[Referring expression data]
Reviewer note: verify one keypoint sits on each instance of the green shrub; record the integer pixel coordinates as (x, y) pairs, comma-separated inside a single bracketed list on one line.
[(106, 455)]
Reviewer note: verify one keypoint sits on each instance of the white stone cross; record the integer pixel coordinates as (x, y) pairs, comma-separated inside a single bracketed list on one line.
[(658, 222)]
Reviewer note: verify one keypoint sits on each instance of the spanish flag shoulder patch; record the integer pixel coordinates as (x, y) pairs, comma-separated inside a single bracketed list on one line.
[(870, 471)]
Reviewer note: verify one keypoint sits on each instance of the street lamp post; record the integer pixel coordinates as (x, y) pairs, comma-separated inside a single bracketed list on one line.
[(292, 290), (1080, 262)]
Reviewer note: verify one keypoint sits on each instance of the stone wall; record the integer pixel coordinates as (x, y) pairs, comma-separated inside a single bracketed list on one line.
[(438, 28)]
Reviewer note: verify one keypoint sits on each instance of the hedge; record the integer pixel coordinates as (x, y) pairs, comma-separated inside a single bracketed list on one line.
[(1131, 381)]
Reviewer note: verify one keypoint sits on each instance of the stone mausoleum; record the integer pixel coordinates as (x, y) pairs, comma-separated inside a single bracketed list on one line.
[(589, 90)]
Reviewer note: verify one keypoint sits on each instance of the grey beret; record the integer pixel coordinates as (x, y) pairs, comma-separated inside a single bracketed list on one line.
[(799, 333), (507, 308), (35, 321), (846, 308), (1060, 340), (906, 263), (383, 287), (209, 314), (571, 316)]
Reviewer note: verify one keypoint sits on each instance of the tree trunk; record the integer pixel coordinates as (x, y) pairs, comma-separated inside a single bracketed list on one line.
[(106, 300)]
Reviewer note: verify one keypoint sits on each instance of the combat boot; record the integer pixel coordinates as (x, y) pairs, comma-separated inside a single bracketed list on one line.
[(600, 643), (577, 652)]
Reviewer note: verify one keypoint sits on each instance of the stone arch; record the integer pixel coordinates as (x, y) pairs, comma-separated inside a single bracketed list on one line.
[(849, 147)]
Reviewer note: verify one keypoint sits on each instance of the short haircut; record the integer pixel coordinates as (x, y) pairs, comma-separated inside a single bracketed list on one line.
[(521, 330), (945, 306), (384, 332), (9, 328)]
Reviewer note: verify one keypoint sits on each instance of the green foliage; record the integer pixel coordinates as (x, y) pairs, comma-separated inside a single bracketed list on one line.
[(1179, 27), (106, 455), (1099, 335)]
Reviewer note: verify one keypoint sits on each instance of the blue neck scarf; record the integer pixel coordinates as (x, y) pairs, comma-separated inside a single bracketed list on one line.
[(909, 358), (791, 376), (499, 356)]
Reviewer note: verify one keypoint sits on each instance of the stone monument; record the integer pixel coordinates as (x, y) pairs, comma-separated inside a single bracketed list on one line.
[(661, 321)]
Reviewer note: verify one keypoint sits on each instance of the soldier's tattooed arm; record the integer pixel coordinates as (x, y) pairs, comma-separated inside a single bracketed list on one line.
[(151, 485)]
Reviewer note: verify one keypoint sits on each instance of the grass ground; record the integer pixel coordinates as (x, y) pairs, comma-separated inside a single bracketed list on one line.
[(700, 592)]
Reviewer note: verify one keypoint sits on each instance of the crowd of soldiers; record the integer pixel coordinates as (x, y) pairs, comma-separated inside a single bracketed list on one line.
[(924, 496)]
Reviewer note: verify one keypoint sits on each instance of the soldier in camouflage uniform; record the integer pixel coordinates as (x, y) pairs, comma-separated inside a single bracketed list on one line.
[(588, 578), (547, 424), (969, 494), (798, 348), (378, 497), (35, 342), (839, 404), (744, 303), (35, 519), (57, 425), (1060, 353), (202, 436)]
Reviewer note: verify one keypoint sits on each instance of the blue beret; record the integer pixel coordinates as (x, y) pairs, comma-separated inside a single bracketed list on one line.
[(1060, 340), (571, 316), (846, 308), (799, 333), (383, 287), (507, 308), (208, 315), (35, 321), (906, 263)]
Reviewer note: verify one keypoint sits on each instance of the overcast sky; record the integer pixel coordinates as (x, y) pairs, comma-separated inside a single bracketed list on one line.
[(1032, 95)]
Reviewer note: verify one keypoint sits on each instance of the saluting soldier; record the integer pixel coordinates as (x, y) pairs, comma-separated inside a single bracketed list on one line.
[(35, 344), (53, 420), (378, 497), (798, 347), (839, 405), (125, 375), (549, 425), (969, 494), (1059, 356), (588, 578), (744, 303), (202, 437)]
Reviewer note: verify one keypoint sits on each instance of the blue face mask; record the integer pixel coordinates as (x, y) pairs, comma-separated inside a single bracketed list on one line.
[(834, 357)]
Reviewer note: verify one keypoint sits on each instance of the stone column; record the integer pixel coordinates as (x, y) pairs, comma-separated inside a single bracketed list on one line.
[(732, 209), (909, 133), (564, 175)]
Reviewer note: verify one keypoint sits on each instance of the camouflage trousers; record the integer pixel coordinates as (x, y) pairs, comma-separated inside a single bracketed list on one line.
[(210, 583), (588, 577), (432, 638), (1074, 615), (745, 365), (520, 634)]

§ **Instructions for the task**
Set down the data once more, word for word.

§ **Result**
Reviewer note: verify one keypoint sits on each instance of the green shrub; record the integer pixel coordinates as (x, y) pairs, comma-separated inside a single bracketed list on one line.
[(106, 455)]
Reviewer note: verify one keypoint sits on each instance of the white stone cross; record the integer pixel coordinates as (x, y) pairs, comma-separated inside a single bracketed list on one line.
[(658, 222)]
Reviewer note: verify one keypoint sits on each instance of the spanish flag shoulder patch; record the integer pixel coordinates as (x, y) pairs, comma-separated inside a single bracketed list on one line.
[(870, 471)]
Reviewer note: verify one keypoint sits on each instance of the street lamp post; record the integer pixel coordinates as (x, y) pairs, comma-separated inside a single bracketed list on one line.
[(292, 290), (1080, 262)]
Reviewer note: verify one keypoint sits on each instance of the stone wall; record the integer pixel coordinates as (x, y) pairs, comma-separated inside a single bracketed list on one line.
[(438, 28)]
Reviewer note: verify one keypoint sits on each instance of the hedge; record the integer pixel coordinates as (x, y) pairs, comma-separated inside a single bracketed list on one line.
[(1131, 381)]
Reviewer note: verify one keypoint sits on each instance of the stone mausoleum; record the integer pixel coordinates as (x, y) pairs, comma-separated inside a single bracketed list on one line.
[(589, 90)]
Reviewer note: verify one keypoint sits on each instance of the grey beret; record the integer pixel coordinates as (x, y) pairs, comma-separated inside a single bracketed list on one line.
[(799, 333), (507, 308), (35, 321), (846, 308), (1060, 340), (906, 263), (383, 287), (209, 314), (571, 316)]
Reviewer note: verify one keypoint sits on each instance of the tree trunk; record the integer pixel coordinates as (x, y) pairs, comma-separated inside a single bracketed list on one line.
[(106, 300)]
Reviewer note: verify one keypoint sits on each instance of the combat boot; record the integer pixel coordinates as (x, y) pairs, comma-separated inside a single bracketed list on one line.
[(600, 643), (577, 652)]
Reviewer note: verify one keypoint sits on each instance of the stone arch; record the integer pixel coordinates as (x, y) pairs, comma-separated inside a single bracketed list on one line.
[(849, 147)]
Reviewer note: verify one keypoint sits on each instance of the short haircut; record the integer pixel coordinates as (x, y) pairs, comma-separated inside a single bracketed list on one line.
[(521, 330), (945, 306), (384, 332), (9, 328)]
Reviewer note: verify one keypoint sits on each instance of the green foliage; record the integer pixel coordinates as (x, y) pairs, comma-separated inside a single bracketed list on one line.
[(1179, 27), (106, 455), (1099, 335)]
Reviewer note: verify one keypoint sits on each instance of the blue neck scarf; record the integer pixel coordinates as (x, y) pairs, comma-separated inside a single bracketed list on one line.
[(909, 358), (791, 376), (499, 356)]
Reviewer note: verify one keypoint sits on each instance of the stone monument; record the integer pixel coordinates as (x, y) pairs, comma-separated inside a single bracketed list on one line.
[(661, 321)]
Reviewer note: verify one keypoint sits on each instance of the soldier's tattooed arm; record the integer pixel coordinates as (x, y) pairs, comma-separated inside a single bracketed list on one line.
[(151, 485)]
Reviewer note: verify one keypoint sits on each instance of the grass ground; record the integer pixel coordinates as (x, y) pairs, comma-separated inside a single bracketed list on one line.
[(700, 592)]
Reviewer note: verify one keypoint sits on each instance of the crowd of soldiers; record the integer pixel coordinates as (x, y) pairs, comma-separated inside a single bracketed list on one line.
[(924, 496)]
Reviewer note: verify one keypoint sits on each instance of the soldier in camouflage uniform; record the integer pixel coordinates as (x, y) pairs, comma-separated inside a single bracketed list on one line.
[(588, 578), (547, 424), (969, 494), (798, 348), (378, 497), (35, 342), (839, 404), (744, 303), (35, 519), (57, 425), (1060, 353), (202, 436)]
Reviewer note: verify one keypoint sits on each instance of the blue beret; record the integer pixel coordinates as (x, y) pairs, comma-separated inside a single bracketed list on one line.
[(1060, 340), (571, 316), (846, 308), (799, 333), (383, 287), (507, 308), (208, 315), (35, 321), (906, 263)]
Reviewer note: verify one keypoint sits on each instance of the overcast sky; record the integer pixel coordinates as (x, y) pairs, comma-separated inside a single bracketed list on one line.
[(1032, 95)]
Reviewer note: verify one keypoint sits on each instance of the saluting soldier; record the integer pixel coordinates as (x, y) pairs, comma-separated inside a single bracketed list on one line.
[(35, 344), (53, 420), (378, 497), (798, 347), (839, 405), (125, 375), (549, 425), (969, 494), (1059, 356), (588, 578), (744, 303), (202, 437)]
Reviewer note: verify one keypoint sits on each instance of the blue face mask; record the integer pixel coordinates as (x, y) pairs, comma-separated inside a single bracketed list on one line.
[(834, 357)]
Reviewer note: verify one keypoint sits on each instance of the stone column; record the integer pixel coordinates as (x, y) pairs, comma-separated inside a single bracketed list on one line.
[(732, 209), (909, 133), (564, 175)]
Reviewer note: verify one keypoint sits on each instance of the camouflage trousers; record the integer pixel coordinates as (x, y) pairs, comma-separated inside a single bracketed list on one line.
[(210, 583), (588, 577), (432, 638), (1074, 615), (745, 365), (520, 634)]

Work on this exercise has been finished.